- **Task directions**
Starting from the line containing "As a warehouse robot's perception module, locate t-top", write out the rest of the entries exactly, through the final line, including nothing else.
-- Entries provided start --
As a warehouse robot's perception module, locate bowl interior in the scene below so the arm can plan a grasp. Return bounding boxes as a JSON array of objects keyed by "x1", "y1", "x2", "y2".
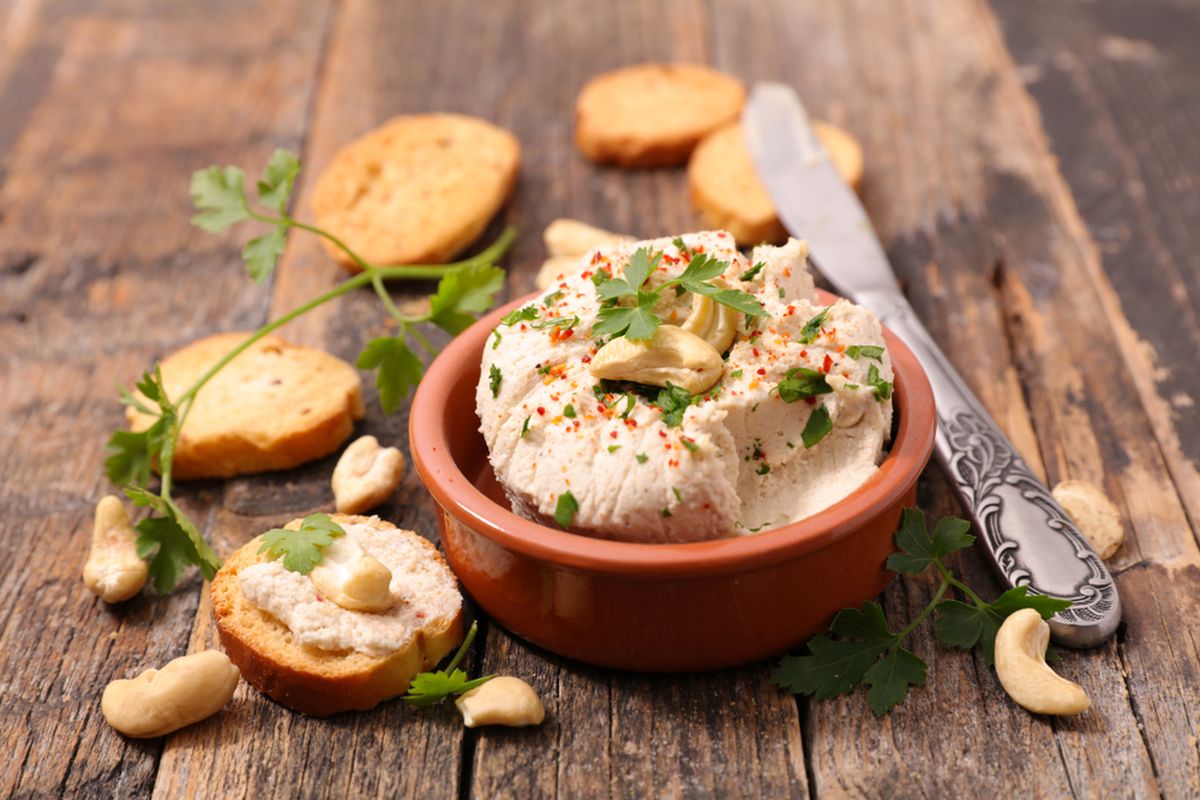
[{"x1": 409, "y1": 287, "x2": 936, "y2": 576}]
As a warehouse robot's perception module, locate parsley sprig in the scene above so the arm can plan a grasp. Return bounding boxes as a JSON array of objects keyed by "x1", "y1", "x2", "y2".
[
  {"x1": 592, "y1": 245, "x2": 767, "y2": 341},
  {"x1": 772, "y1": 509, "x2": 1070, "y2": 716},
  {"x1": 400, "y1": 622, "x2": 496, "y2": 708},
  {"x1": 104, "y1": 150, "x2": 516, "y2": 593}
]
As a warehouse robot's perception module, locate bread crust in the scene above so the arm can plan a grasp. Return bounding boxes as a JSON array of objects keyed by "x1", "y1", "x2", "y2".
[
  {"x1": 312, "y1": 114, "x2": 521, "y2": 272},
  {"x1": 688, "y1": 120, "x2": 863, "y2": 246},
  {"x1": 126, "y1": 333, "x2": 365, "y2": 479},
  {"x1": 211, "y1": 515, "x2": 463, "y2": 717},
  {"x1": 575, "y1": 64, "x2": 746, "y2": 168}
]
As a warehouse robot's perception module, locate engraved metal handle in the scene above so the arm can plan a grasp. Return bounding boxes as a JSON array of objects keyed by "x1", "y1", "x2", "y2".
[{"x1": 857, "y1": 293, "x2": 1121, "y2": 648}]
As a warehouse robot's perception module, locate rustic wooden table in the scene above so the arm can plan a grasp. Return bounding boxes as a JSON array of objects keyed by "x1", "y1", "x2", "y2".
[{"x1": 0, "y1": 0, "x2": 1200, "y2": 798}]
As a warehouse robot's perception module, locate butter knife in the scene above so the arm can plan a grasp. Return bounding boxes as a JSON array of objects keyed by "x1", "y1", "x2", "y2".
[{"x1": 742, "y1": 83, "x2": 1121, "y2": 648}]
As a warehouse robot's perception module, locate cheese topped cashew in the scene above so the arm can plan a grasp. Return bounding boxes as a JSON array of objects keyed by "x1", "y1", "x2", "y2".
[
  {"x1": 455, "y1": 676, "x2": 546, "y2": 728},
  {"x1": 308, "y1": 536, "x2": 395, "y2": 612},
  {"x1": 100, "y1": 650, "x2": 241, "y2": 739},
  {"x1": 996, "y1": 608, "x2": 1092, "y2": 715},
  {"x1": 679, "y1": 294, "x2": 738, "y2": 353},
  {"x1": 83, "y1": 494, "x2": 149, "y2": 603},
  {"x1": 588, "y1": 325, "x2": 725, "y2": 395},
  {"x1": 332, "y1": 437, "x2": 404, "y2": 513}
]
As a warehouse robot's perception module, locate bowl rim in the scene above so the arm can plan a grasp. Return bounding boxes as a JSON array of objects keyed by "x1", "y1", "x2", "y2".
[{"x1": 409, "y1": 289, "x2": 937, "y2": 577}]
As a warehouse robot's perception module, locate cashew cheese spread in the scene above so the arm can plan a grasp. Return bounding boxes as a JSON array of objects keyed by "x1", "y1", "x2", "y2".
[
  {"x1": 475, "y1": 231, "x2": 893, "y2": 543},
  {"x1": 238, "y1": 523, "x2": 462, "y2": 656}
]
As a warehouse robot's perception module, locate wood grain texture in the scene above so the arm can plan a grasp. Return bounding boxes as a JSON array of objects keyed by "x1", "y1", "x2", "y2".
[{"x1": 0, "y1": 0, "x2": 1200, "y2": 798}]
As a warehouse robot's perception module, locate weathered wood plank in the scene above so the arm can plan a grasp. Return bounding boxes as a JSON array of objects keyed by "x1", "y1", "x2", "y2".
[{"x1": 0, "y1": 4, "x2": 338, "y2": 796}]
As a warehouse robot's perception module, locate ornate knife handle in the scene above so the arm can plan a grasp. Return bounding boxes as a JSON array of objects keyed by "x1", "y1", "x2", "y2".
[{"x1": 860, "y1": 291, "x2": 1121, "y2": 648}]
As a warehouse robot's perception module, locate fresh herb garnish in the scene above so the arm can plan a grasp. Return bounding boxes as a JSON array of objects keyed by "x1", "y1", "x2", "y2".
[
  {"x1": 258, "y1": 513, "x2": 346, "y2": 575},
  {"x1": 800, "y1": 403, "x2": 833, "y2": 447},
  {"x1": 776, "y1": 367, "x2": 833, "y2": 403},
  {"x1": 800, "y1": 306, "x2": 830, "y2": 344},
  {"x1": 104, "y1": 150, "x2": 516, "y2": 594},
  {"x1": 772, "y1": 509, "x2": 1070, "y2": 716},
  {"x1": 400, "y1": 622, "x2": 496, "y2": 708},
  {"x1": 866, "y1": 363, "x2": 892, "y2": 402},
  {"x1": 846, "y1": 344, "x2": 883, "y2": 361},
  {"x1": 554, "y1": 491, "x2": 580, "y2": 530},
  {"x1": 592, "y1": 247, "x2": 767, "y2": 341},
  {"x1": 487, "y1": 363, "x2": 504, "y2": 397},
  {"x1": 500, "y1": 306, "x2": 538, "y2": 325},
  {"x1": 738, "y1": 261, "x2": 767, "y2": 281}
]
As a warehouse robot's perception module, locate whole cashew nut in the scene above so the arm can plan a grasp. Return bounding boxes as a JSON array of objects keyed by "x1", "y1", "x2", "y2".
[
  {"x1": 996, "y1": 608, "x2": 1092, "y2": 715},
  {"x1": 588, "y1": 325, "x2": 725, "y2": 395},
  {"x1": 100, "y1": 650, "x2": 240, "y2": 739},
  {"x1": 83, "y1": 494, "x2": 149, "y2": 603},
  {"x1": 308, "y1": 536, "x2": 394, "y2": 612},
  {"x1": 679, "y1": 294, "x2": 738, "y2": 353},
  {"x1": 455, "y1": 676, "x2": 546, "y2": 728},
  {"x1": 1054, "y1": 481, "x2": 1124, "y2": 560},
  {"x1": 332, "y1": 437, "x2": 404, "y2": 513}
]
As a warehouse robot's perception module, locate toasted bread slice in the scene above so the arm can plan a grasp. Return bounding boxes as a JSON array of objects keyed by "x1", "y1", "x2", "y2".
[
  {"x1": 212, "y1": 515, "x2": 462, "y2": 716},
  {"x1": 125, "y1": 333, "x2": 365, "y2": 479}
]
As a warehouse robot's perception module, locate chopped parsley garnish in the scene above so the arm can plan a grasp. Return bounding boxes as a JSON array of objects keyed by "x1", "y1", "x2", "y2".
[
  {"x1": 866, "y1": 363, "x2": 892, "y2": 402},
  {"x1": 592, "y1": 247, "x2": 767, "y2": 341},
  {"x1": 738, "y1": 261, "x2": 768, "y2": 281},
  {"x1": 776, "y1": 367, "x2": 833, "y2": 403},
  {"x1": 800, "y1": 404, "x2": 833, "y2": 449},
  {"x1": 554, "y1": 491, "x2": 580, "y2": 530},
  {"x1": 846, "y1": 344, "x2": 883, "y2": 361},
  {"x1": 800, "y1": 306, "x2": 829, "y2": 344},
  {"x1": 654, "y1": 381, "x2": 696, "y2": 428},
  {"x1": 500, "y1": 306, "x2": 538, "y2": 325},
  {"x1": 487, "y1": 363, "x2": 504, "y2": 397}
]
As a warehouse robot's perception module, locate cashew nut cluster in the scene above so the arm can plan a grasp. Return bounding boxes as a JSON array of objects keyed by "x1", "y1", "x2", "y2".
[
  {"x1": 1054, "y1": 481, "x2": 1124, "y2": 560},
  {"x1": 455, "y1": 676, "x2": 546, "y2": 728},
  {"x1": 100, "y1": 650, "x2": 241, "y2": 739},
  {"x1": 332, "y1": 437, "x2": 404, "y2": 513},
  {"x1": 308, "y1": 536, "x2": 394, "y2": 612},
  {"x1": 996, "y1": 608, "x2": 1092, "y2": 715},
  {"x1": 680, "y1": 294, "x2": 738, "y2": 353},
  {"x1": 588, "y1": 325, "x2": 725, "y2": 395},
  {"x1": 83, "y1": 494, "x2": 149, "y2": 603},
  {"x1": 536, "y1": 219, "x2": 634, "y2": 289}
]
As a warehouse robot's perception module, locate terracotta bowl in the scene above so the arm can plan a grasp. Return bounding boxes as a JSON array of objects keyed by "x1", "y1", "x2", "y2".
[{"x1": 409, "y1": 295, "x2": 935, "y2": 672}]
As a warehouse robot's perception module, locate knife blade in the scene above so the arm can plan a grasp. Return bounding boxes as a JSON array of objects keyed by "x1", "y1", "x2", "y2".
[{"x1": 742, "y1": 83, "x2": 1121, "y2": 646}]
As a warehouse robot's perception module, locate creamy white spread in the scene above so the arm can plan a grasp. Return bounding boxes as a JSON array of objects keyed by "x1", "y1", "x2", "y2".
[
  {"x1": 238, "y1": 523, "x2": 462, "y2": 656},
  {"x1": 475, "y1": 231, "x2": 893, "y2": 542}
]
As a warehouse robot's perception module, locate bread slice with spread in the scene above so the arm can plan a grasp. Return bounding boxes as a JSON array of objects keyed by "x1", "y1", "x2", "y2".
[{"x1": 212, "y1": 515, "x2": 463, "y2": 716}]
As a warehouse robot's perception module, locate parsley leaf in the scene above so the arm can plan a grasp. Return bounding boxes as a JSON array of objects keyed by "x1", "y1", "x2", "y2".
[
  {"x1": 846, "y1": 344, "x2": 883, "y2": 361},
  {"x1": 800, "y1": 306, "x2": 830, "y2": 344},
  {"x1": 401, "y1": 622, "x2": 496, "y2": 708},
  {"x1": 500, "y1": 306, "x2": 538, "y2": 325},
  {"x1": 776, "y1": 367, "x2": 833, "y2": 403},
  {"x1": 355, "y1": 336, "x2": 425, "y2": 414},
  {"x1": 125, "y1": 486, "x2": 221, "y2": 595},
  {"x1": 258, "y1": 513, "x2": 346, "y2": 575},
  {"x1": 428, "y1": 264, "x2": 506, "y2": 336},
  {"x1": 192, "y1": 167, "x2": 250, "y2": 233},
  {"x1": 654, "y1": 381, "x2": 696, "y2": 428},
  {"x1": 554, "y1": 491, "x2": 580, "y2": 530},
  {"x1": 800, "y1": 404, "x2": 833, "y2": 447},
  {"x1": 887, "y1": 509, "x2": 974, "y2": 575}
]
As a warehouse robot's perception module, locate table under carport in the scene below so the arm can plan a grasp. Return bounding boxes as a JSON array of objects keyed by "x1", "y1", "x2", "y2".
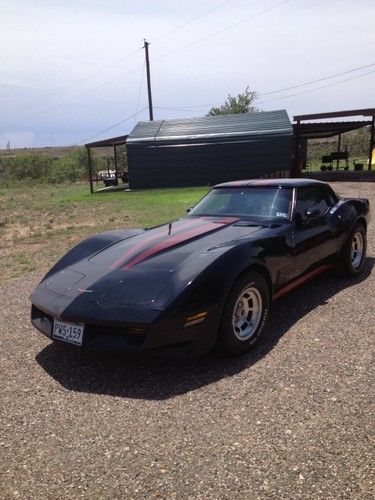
[{"x1": 85, "y1": 135, "x2": 128, "y2": 193}]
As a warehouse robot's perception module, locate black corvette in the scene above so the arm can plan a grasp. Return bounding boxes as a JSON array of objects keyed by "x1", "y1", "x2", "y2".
[{"x1": 31, "y1": 179, "x2": 369, "y2": 355}]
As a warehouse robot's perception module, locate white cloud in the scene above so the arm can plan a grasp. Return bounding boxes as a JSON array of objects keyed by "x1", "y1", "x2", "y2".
[{"x1": 0, "y1": 0, "x2": 375, "y2": 144}]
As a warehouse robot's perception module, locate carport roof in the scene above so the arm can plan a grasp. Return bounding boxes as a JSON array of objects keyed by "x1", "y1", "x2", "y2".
[
  {"x1": 85, "y1": 135, "x2": 128, "y2": 148},
  {"x1": 127, "y1": 110, "x2": 293, "y2": 143},
  {"x1": 293, "y1": 120, "x2": 371, "y2": 139}
]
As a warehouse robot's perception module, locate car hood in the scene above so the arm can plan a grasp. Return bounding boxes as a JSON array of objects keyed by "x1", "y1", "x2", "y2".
[{"x1": 40, "y1": 217, "x2": 260, "y2": 308}]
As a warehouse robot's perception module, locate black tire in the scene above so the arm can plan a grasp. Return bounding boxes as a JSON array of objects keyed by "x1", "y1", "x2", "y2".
[
  {"x1": 336, "y1": 223, "x2": 367, "y2": 277},
  {"x1": 218, "y1": 271, "x2": 270, "y2": 355}
]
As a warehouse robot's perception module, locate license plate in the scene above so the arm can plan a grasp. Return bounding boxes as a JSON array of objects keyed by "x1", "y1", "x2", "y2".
[{"x1": 52, "y1": 319, "x2": 85, "y2": 345}]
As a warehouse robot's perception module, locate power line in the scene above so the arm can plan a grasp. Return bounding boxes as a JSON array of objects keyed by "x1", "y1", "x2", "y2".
[
  {"x1": 156, "y1": 63, "x2": 375, "y2": 111},
  {"x1": 134, "y1": 63, "x2": 146, "y2": 124},
  {"x1": 7, "y1": 0, "x2": 289, "y2": 126},
  {"x1": 153, "y1": 0, "x2": 290, "y2": 61},
  {"x1": 10, "y1": 0, "x2": 238, "y2": 116},
  {"x1": 259, "y1": 63, "x2": 375, "y2": 96},
  {"x1": 9, "y1": 66, "x2": 143, "y2": 126},
  {"x1": 10, "y1": 48, "x2": 142, "y2": 120},
  {"x1": 257, "y1": 70, "x2": 375, "y2": 104},
  {"x1": 151, "y1": 0, "x2": 233, "y2": 43},
  {"x1": 76, "y1": 107, "x2": 147, "y2": 145}
]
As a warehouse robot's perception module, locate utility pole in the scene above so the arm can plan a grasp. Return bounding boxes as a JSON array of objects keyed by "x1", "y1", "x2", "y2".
[{"x1": 144, "y1": 40, "x2": 154, "y2": 122}]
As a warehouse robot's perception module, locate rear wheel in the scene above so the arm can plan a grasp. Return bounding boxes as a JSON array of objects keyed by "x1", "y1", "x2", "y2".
[
  {"x1": 219, "y1": 272, "x2": 270, "y2": 355},
  {"x1": 337, "y1": 223, "x2": 367, "y2": 276}
]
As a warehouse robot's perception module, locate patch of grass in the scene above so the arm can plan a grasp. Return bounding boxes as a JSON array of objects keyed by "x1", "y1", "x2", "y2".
[{"x1": 0, "y1": 182, "x2": 208, "y2": 283}]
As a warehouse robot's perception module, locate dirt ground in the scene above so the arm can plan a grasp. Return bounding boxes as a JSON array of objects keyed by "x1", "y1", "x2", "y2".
[{"x1": 0, "y1": 183, "x2": 375, "y2": 500}]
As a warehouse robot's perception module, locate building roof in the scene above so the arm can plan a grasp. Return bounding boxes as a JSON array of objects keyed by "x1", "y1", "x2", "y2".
[{"x1": 127, "y1": 110, "x2": 293, "y2": 144}]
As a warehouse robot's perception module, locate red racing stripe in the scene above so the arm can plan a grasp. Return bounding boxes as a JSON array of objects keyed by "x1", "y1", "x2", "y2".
[
  {"x1": 121, "y1": 217, "x2": 238, "y2": 270},
  {"x1": 111, "y1": 219, "x2": 207, "y2": 269}
]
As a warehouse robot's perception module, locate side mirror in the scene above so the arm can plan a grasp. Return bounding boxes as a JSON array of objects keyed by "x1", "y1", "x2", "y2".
[{"x1": 305, "y1": 207, "x2": 322, "y2": 219}]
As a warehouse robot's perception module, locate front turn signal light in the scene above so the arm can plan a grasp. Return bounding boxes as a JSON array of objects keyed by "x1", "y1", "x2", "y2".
[{"x1": 184, "y1": 311, "x2": 208, "y2": 328}]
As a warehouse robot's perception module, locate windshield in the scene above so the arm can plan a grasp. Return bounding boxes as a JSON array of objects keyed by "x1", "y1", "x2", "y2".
[{"x1": 189, "y1": 186, "x2": 292, "y2": 220}]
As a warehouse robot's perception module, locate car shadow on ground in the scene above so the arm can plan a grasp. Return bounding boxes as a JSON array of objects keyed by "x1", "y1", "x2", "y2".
[{"x1": 36, "y1": 257, "x2": 375, "y2": 400}]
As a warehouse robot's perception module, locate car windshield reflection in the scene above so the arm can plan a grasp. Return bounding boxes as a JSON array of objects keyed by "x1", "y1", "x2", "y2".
[{"x1": 189, "y1": 187, "x2": 292, "y2": 222}]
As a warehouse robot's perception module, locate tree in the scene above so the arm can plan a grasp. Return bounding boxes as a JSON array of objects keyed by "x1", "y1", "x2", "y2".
[{"x1": 207, "y1": 87, "x2": 260, "y2": 116}]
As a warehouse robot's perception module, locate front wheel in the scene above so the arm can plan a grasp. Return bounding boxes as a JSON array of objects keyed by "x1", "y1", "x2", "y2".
[{"x1": 219, "y1": 271, "x2": 270, "y2": 355}]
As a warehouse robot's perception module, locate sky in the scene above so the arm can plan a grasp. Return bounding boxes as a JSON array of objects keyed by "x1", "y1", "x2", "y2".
[{"x1": 0, "y1": 0, "x2": 375, "y2": 149}]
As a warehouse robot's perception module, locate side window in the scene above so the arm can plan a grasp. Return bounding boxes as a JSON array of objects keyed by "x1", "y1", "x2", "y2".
[
  {"x1": 325, "y1": 186, "x2": 338, "y2": 207},
  {"x1": 296, "y1": 186, "x2": 328, "y2": 220}
]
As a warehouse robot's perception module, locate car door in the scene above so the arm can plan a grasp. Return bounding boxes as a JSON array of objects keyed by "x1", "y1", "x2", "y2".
[{"x1": 293, "y1": 185, "x2": 335, "y2": 275}]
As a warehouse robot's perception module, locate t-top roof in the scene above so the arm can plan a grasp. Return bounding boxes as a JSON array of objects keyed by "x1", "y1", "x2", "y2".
[
  {"x1": 214, "y1": 177, "x2": 326, "y2": 189},
  {"x1": 127, "y1": 109, "x2": 293, "y2": 144}
]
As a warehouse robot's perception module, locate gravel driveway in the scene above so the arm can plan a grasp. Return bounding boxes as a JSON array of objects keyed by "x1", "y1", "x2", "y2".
[{"x1": 0, "y1": 183, "x2": 375, "y2": 499}]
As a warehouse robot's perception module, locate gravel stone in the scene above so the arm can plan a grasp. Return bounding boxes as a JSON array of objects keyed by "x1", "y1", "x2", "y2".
[{"x1": 0, "y1": 183, "x2": 375, "y2": 500}]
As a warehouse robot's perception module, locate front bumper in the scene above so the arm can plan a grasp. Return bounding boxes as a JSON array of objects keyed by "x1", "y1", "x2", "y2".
[{"x1": 31, "y1": 304, "x2": 219, "y2": 357}]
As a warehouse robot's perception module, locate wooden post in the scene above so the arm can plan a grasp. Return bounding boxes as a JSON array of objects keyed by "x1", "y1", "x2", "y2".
[
  {"x1": 336, "y1": 134, "x2": 341, "y2": 170},
  {"x1": 368, "y1": 115, "x2": 375, "y2": 170},
  {"x1": 86, "y1": 146, "x2": 94, "y2": 194},
  {"x1": 113, "y1": 146, "x2": 118, "y2": 179},
  {"x1": 291, "y1": 120, "x2": 301, "y2": 177}
]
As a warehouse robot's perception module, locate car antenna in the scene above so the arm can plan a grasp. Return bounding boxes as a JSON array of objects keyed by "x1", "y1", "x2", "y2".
[{"x1": 358, "y1": 170, "x2": 363, "y2": 198}]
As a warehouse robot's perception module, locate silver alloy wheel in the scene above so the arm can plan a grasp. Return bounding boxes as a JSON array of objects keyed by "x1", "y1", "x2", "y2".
[
  {"x1": 232, "y1": 286, "x2": 263, "y2": 341},
  {"x1": 350, "y1": 231, "x2": 365, "y2": 269}
]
-- Entries provided end --
- **Answer to this exercise**
As a warehouse robot's perception module, locate t-top roof in the scene above so the arm can plan a grasp. Return bounding boxes as a JSON array of objects keyed by "x1", "y1", "x2", "y2".
[
  {"x1": 214, "y1": 177, "x2": 326, "y2": 189},
  {"x1": 127, "y1": 109, "x2": 293, "y2": 144}
]
As a warehouse robot's perception module, locate gravel driveway in the scene above so the arm can plan a grasp. Return bounding boxes as a JSON array of objects keyed by "x1", "y1", "x2", "y2".
[{"x1": 0, "y1": 183, "x2": 375, "y2": 499}]
As a warehouse robot's perception module, locate gravel stone in the scene above so the arm can plan a grasp. Return bounding boxes as a JSON array of objects keyed by "x1", "y1", "x2", "y2".
[{"x1": 0, "y1": 183, "x2": 375, "y2": 500}]
As a warehouse robot's perception module, locate front bumper in the scene above so the arm can plan a grasp. Return bounding boxes as a JSON array of objects keyed by "x1", "y1", "x2", "y2".
[{"x1": 31, "y1": 304, "x2": 219, "y2": 357}]
As a warehouse robot's perception module, locate wooden post in the scene above so the arm can plan a grasp. Return bounding boxes as a JSON array of objects keyed by "x1", "y1", "x2", "y2".
[
  {"x1": 336, "y1": 134, "x2": 341, "y2": 170},
  {"x1": 368, "y1": 115, "x2": 375, "y2": 170},
  {"x1": 86, "y1": 146, "x2": 94, "y2": 194},
  {"x1": 113, "y1": 146, "x2": 118, "y2": 179},
  {"x1": 291, "y1": 120, "x2": 301, "y2": 177}
]
As a warehouse robot's perception module, locate car antenna in the scene above so the arm can plan a grasp. Return bounding boxes as a JSON array of objects keyed by "x1", "y1", "x2", "y2".
[{"x1": 358, "y1": 170, "x2": 363, "y2": 198}]
As a warehouse robot's perception module, locate silver alloy wheel in the scene above so the arm can plan a grasp. Return bounding boxes as a JSON array of objects keyed by "x1", "y1", "x2", "y2".
[
  {"x1": 232, "y1": 286, "x2": 263, "y2": 341},
  {"x1": 350, "y1": 231, "x2": 365, "y2": 269}
]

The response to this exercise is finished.